— WORK INSTRUCTIONS —
The expected output is the full data, repeated exactly, without pictures.

Stored items:
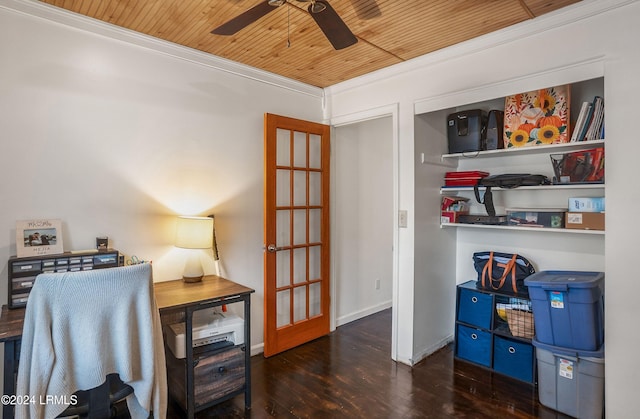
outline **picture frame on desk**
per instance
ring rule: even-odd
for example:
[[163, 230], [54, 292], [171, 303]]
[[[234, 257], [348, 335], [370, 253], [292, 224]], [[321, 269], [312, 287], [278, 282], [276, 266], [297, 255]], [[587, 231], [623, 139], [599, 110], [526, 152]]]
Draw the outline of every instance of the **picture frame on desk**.
[[52, 255], [63, 252], [62, 221], [59, 219], [16, 221], [18, 257]]

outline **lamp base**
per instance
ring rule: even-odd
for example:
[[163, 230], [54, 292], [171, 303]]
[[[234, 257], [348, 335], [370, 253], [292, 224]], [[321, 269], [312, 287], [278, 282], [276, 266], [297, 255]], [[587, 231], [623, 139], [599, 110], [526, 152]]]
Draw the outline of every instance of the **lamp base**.
[[182, 277], [182, 281], [188, 283], [188, 284], [192, 284], [194, 282], [202, 282], [202, 277], [204, 275], [201, 276], [183, 276]]
[[184, 265], [182, 280], [188, 283], [200, 282], [203, 276], [204, 270], [200, 264], [200, 254], [197, 250], [191, 250], [187, 263]]

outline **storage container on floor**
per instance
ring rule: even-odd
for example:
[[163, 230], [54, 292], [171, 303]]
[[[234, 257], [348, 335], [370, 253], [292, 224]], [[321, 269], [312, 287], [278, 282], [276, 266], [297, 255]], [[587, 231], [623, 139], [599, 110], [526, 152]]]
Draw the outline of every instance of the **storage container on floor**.
[[604, 344], [604, 273], [542, 271], [524, 283], [538, 342], [586, 351]]
[[604, 348], [576, 351], [533, 340], [538, 359], [540, 403], [580, 418], [602, 418]]

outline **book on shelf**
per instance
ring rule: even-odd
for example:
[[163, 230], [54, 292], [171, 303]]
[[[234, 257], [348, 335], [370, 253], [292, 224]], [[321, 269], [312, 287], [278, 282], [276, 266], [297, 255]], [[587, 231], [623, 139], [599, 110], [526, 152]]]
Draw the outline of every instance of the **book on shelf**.
[[576, 120], [571, 141], [591, 141], [604, 138], [604, 100], [595, 96], [593, 102], [584, 102]]
[[582, 132], [584, 125], [586, 123], [587, 114], [591, 108], [591, 102], [582, 102], [582, 106], [580, 107], [580, 113], [578, 114], [578, 119], [576, 119], [575, 126], [573, 128], [573, 134], [571, 134], [571, 142], [578, 141], [578, 136]]
[[600, 127], [604, 120], [604, 101], [600, 96], [596, 96], [593, 101], [593, 120], [585, 137], [586, 141], [596, 140], [600, 137]]

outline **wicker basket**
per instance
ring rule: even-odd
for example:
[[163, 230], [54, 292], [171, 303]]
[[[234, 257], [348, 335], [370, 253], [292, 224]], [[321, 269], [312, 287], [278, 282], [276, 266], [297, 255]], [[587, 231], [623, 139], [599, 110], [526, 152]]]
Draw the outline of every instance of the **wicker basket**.
[[531, 339], [535, 333], [533, 314], [530, 311], [507, 308], [507, 323], [513, 336]]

— SOLUTION TO THIS TASK —
outline **picture frame on desk**
per instance
ring rule: even-odd
for example:
[[163, 230], [54, 292], [171, 303]]
[[[234, 257], [348, 335], [370, 253], [292, 224]], [[321, 269], [312, 287], [278, 282], [276, 266], [297, 255]], [[587, 231], [623, 139], [599, 110], [526, 152]]]
Draw the outline of every instance of the **picture frame on desk**.
[[52, 255], [63, 252], [62, 221], [59, 219], [16, 221], [18, 257]]

outline **lamp base**
per instance
ring rule: even-odd
for example:
[[163, 230], [54, 292], [171, 303]]
[[[234, 257], [348, 335], [370, 253], [292, 224]], [[321, 269], [312, 287], [278, 282], [276, 266], [297, 255]], [[587, 231], [623, 139], [599, 110], [526, 152]]]
Draw the outline of every instance of the **lamp base**.
[[182, 277], [182, 281], [188, 283], [188, 284], [192, 284], [194, 282], [202, 282], [202, 277], [204, 275], [201, 276], [183, 276]]
[[184, 265], [182, 280], [188, 283], [200, 282], [203, 276], [204, 270], [200, 264], [200, 254], [197, 250], [191, 250], [187, 263]]

outline **storage container on floor**
per instance
ring rule: even-odd
for example:
[[163, 230], [54, 292], [171, 303]]
[[[234, 257], [348, 335], [370, 253], [292, 224]], [[321, 269], [312, 287], [278, 282], [276, 266], [297, 255]], [[587, 231], [623, 139], [599, 110], [526, 152]]]
Draw the outline of every instance of the **storage container on floor**.
[[604, 344], [604, 273], [542, 271], [524, 283], [538, 342], [586, 351]]
[[604, 348], [576, 351], [533, 340], [538, 359], [540, 403], [580, 418], [602, 418]]

outline **book on shelf**
per instance
ring rule: even-odd
for example:
[[163, 230], [54, 292], [171, 303]]
[[[234, 257], [348, 335], [370, 253], [292, 224]], [[321, 269], [312, 287], [278, 282], [276, 266], [297, 255]], [[587, 231], [623, 139], [599, 110], [526, 152]]]
Draw the outline of every instance of the **book on shelf**.
[[576, 120], [571, 141], [591, 141], [604, 138], [604, 100], [595, 96], [593, 102], [584, 102]]
[[582, 132], [584, 125], [586, 123], [587, 114], [591, 108], [591, 102], [582, 102], [582, 106], [580, 107], [580, 113], [578, 114], [578, 119], [576, 119], [575, 126], [573, 128], [573, 134], [571, 134], [571, 142], [578, 141], [578, 136]]
[[600, 127], [604, 120], [604, 101], [600, 96], [596, 96], [593, 101], [593, 120], [585, 137], [586, 141], [596, 140], [600, 137]]

outline **wicker basket**
per instance
ring rule: even-odd
for example:
[[163, 230], [54, 292], [171, 303]]
[[[234, 257], [348, 335], [370, 253], [292, 224]], [[321, 269], [312, 287], [278, 282], [276, 266], [297, 255]], [[587, 231], [623, 139], [599, 110], [526, 152]]]
Draw the outline of every instance of the **wicker basket**.
[[531, 339], [535, 333], [533, 314], [530, 311], [507, 308], [507, 323], [513, 336]]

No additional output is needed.